>> begin INPUT

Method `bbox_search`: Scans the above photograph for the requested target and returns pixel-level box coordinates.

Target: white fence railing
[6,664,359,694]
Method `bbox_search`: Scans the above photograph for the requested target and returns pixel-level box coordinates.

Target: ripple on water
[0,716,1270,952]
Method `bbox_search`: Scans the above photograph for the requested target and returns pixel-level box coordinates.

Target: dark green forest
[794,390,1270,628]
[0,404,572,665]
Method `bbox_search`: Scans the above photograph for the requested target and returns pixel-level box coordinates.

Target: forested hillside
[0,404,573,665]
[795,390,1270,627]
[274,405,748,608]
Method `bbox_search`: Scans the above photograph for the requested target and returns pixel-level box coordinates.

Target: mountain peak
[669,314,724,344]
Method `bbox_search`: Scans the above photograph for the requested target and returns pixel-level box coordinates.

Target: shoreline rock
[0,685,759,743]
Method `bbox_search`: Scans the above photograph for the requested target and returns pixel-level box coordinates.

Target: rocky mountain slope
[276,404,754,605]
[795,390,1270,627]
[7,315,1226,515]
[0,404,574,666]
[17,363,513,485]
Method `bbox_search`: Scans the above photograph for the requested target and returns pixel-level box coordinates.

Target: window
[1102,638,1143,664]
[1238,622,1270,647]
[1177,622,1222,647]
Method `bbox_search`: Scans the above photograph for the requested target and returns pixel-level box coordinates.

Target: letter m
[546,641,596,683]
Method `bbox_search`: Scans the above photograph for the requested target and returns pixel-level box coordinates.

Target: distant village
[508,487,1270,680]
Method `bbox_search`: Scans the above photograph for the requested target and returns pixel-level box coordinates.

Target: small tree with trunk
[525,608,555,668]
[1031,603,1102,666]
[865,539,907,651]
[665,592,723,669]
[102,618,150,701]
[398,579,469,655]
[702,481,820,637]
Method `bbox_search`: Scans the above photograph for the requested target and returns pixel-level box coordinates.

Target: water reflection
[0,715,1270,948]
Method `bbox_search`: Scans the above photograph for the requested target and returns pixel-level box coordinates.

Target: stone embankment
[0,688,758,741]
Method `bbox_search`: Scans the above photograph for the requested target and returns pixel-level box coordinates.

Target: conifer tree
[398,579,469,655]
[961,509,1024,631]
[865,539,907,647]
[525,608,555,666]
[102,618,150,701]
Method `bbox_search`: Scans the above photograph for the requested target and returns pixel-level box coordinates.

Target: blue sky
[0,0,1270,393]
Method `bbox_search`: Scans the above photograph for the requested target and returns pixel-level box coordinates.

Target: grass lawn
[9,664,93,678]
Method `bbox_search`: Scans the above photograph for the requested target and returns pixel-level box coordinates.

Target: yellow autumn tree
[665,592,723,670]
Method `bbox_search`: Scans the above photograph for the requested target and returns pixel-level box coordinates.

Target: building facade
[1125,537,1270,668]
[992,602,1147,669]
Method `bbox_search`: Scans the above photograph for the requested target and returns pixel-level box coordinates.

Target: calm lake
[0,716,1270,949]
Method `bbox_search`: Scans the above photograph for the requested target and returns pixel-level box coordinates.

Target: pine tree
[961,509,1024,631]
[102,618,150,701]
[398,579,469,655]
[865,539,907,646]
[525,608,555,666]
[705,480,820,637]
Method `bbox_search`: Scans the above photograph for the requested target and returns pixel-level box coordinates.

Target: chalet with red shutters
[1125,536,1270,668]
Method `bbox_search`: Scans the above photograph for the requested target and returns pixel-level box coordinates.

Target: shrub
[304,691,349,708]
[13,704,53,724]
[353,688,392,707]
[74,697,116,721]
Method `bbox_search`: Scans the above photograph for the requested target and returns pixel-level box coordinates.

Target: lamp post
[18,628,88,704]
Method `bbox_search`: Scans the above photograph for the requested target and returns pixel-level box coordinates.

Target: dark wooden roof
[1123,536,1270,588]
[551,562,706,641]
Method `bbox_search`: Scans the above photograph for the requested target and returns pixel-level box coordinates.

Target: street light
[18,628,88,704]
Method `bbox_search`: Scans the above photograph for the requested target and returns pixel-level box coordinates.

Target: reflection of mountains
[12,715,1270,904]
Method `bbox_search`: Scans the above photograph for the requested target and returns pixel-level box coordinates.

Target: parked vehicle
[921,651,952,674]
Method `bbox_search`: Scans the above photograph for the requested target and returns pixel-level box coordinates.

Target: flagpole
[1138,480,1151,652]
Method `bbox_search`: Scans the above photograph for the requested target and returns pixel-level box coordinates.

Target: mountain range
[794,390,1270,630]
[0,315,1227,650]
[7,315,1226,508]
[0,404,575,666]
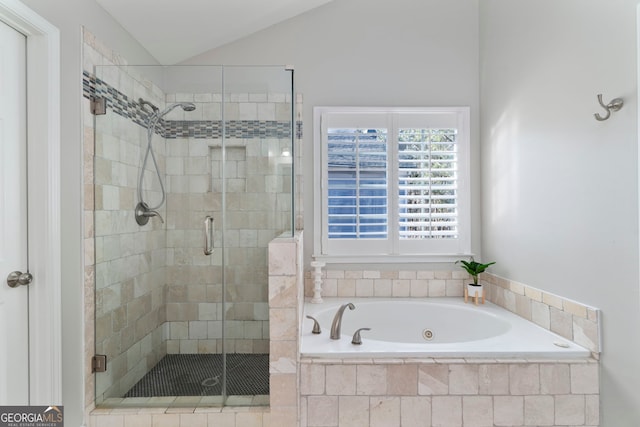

>> end INPUT

Give each line of the listing above as a JSON list of strings, one string per line, with blank lines skipped. Leave the pictures out.

SOLUTION FOR THIS TASK ::
[
  "Method `bbox_search`: Scans the above photograph for the requested target and returns pixel-level box coordinates.",
  "Target: white fence railing",
  "[6,664,359,694]",
  "Method `bbox_search`: Scans the above photograph for the requested target and returns pixel-level box coordinates.",
  "Target: ripple on water",
  "[0,716,1270,952]",
  "Method `bbox_search`: Scans the above photograph for the requested target and returns pixel-level box coordinates.",
  "Target: dark green forest",
  "[794,390,1270,628]",
  "[0,404,572,665]",
  "Method `bbox_search`: Scans the above photograph for the requested target and returns pixel-level box coordinates.",
  "Target: forested hillside",
  "[0,404,573,665]",
  "[795,390,1270,627]",
  "[274,405,748,608]",
  "Method `bbox_search`: Scans the above photograph for the requested target and returns pixel-level box coordinates.",
  "Target: mountain peak",
  "[669,314,724,344]",
  "Method `bbox_search`: Scans the above photograph for the requested target and returns pixel-level box coordinates.",
  "Target: shoreline rock",
  "[0,685,759,743]",
  "Method `bbox_search`: Scans the above photograph for the requested target and returns pixel-level box coordinates.",
  "Target: rocky mountain slope",
  "[276,404,754,605]",
  "[795,390,1270,627]",
  "[7,315,1226,515]",
  "[0,404,574,666]",
  "[17,363,513,485]",
  "Method `bbox_search`: Scans the above photograph for the requested target and returns pixel-level box coordinates.",
  "Target: window",
  "[1102,638,1143,664]",
  "[1238,622,1270,647]",
  "[1177,622,1222,647]",
  "Method `bbox_search`: Scans the above photograph for the requested target and returns pixel-level box coordinates.",
  "Target: letter m",
  "[546,641,596,683]",
  "Method `bbox_search`: Scans the above photograph for the requested target and returns pixel-level box coordinates.",
  "Target: distant village",
  "[508,487,1270,680]",
  "Method `bbox_search`: Scans the above photograph for the requested target and returns pixel-level box coordinates.",
  "Target: small tree with trunk",
  "[525,608,555,668]",
  "[1031,603,1102,666]",
  "[865,539,907,651]",
  "[665,592,723,669]",
  "[102,618,150,701]",
  "[398,579,469,655]",
  "[702,481,820,637]",
  "Method `bbox_search`: Scans the above photograph for the requested target and returns pixel-level box coordinates.",
  "Target: water reflection",
  "[0,715,1270,948]",
  "Method `bbox_search`: Scans the above photograph for the requested target and returns pixel-level box coordinates.",
  "Target: stone embankment",
  "[0,688,758,741]",
  "Method `bbox_search`: Scans the above photograph for the requested target and returns pixel-level box coordinates.",
  "Target: conifer tree",
  "[398,579,469,655]",
  "[961,509,1024,631]",
  "[865,539,907,647]",
  "[525,608,555,666]",
  "[102,618,150,701]",
  "Method `bbox_search`: Scans the above photograph for the requested target and returns pixel-level box coordinates.",
  "Target: blue sky",
  "[0,0,1270,393]",
  "Method `bbox_search`: Scans the above photograph for the requested target and returns pixel-level box coordinates.",
  "Target: grass lawn",
  "[9,664,93,678]",
  "Method `bbox_search`: Scans the above photograph for the requested target and returns pixel-level box coordinates.",
  "Target: yellow autumn tree",
  "[665,592,723,670]",
  "Method `bbox_search`: Scans the above photograph for the requested target and returns pixel-level box coordinates.",
  "Target: building facade",
  "[1125,537,1270,668]",
  "[992,602,1147,669]",
  "Method `bbox_search`: Scans the above photograph for the requested target and returns pixel-level box coordinates.",
  "Target: calm lake",
  "[0,716,1270,949]",
  "Method `bbox_search`: Scans the above photograph for the requested target and returns pixel-level box coordinates.",
  "Target: pine tree",
  "[961,509,1024,631]",
  "[102,618,150,701]",
  "[398,579,469,655]",
  "[865,539,907,646]",
  "[525,608,555,666]",
  "[705,480,820,637]",
  "Method `bbox_search`: Scans the above photograph for the requested target and returns pixel-level box coordinates.",
  "Target: chalet with red shutters",
  "[1125,536,1270,668]",
  "Method `bbox_search`: Scans the above photograph for the requested target and returns pixel-level box coordinates.",
  "Target: shrub",
  "[304,691,349,708]",
  "[13,704,53,724]",
  "[353,688,392,707]",
  "[74,697,116,721]",
  "Method `bbox_search`: Scans the above photograph for the requested target and returns pixel-level box coordinates.",
  "Target: lamp post",
  "[18,628,88,704]",
  "Method `bbox_search`: Scans the above photograph for the requested target and returns pixel-level box coordinates.",
  "Target: dark wooden roof",
  "[1123,536,1270,588]",
  "[551,562,706,641]",
  "Method `bbox_search`: Scans the above photograph for the requested target and returns pixel-level box coordinates.",
  "Target: street light",
  "[18,628,88,704]",
  "Method `bbox_search`: Scans the above photograph for the requested target and returns pixel-level box coordinates.",
  "Target: reflection of mountains",
  "[12,715,1270,904]",
  "Method `bbox_search`: Scans the above photograph for the requested target and returns pixel-level box coordinates.",
  "Target: parked vehicle",
  "[921,651,952,674]",
  "Method `bbox_search`: Scans the above photograph for the requested target and returns pixel-level box coordinates.",
  "Target: flagpole",
  "[1138,480,1151,652]",
  "Method `bbox_search`: Scans the above photograph for the requested target and returns pixel-level box coordinates.",
  "Target: mountain range",
  "[794,390,1270,630]",
  "[0,315,1227,650]",
  "[7,315,1226,508]",
  "[0,404,575,666]"
]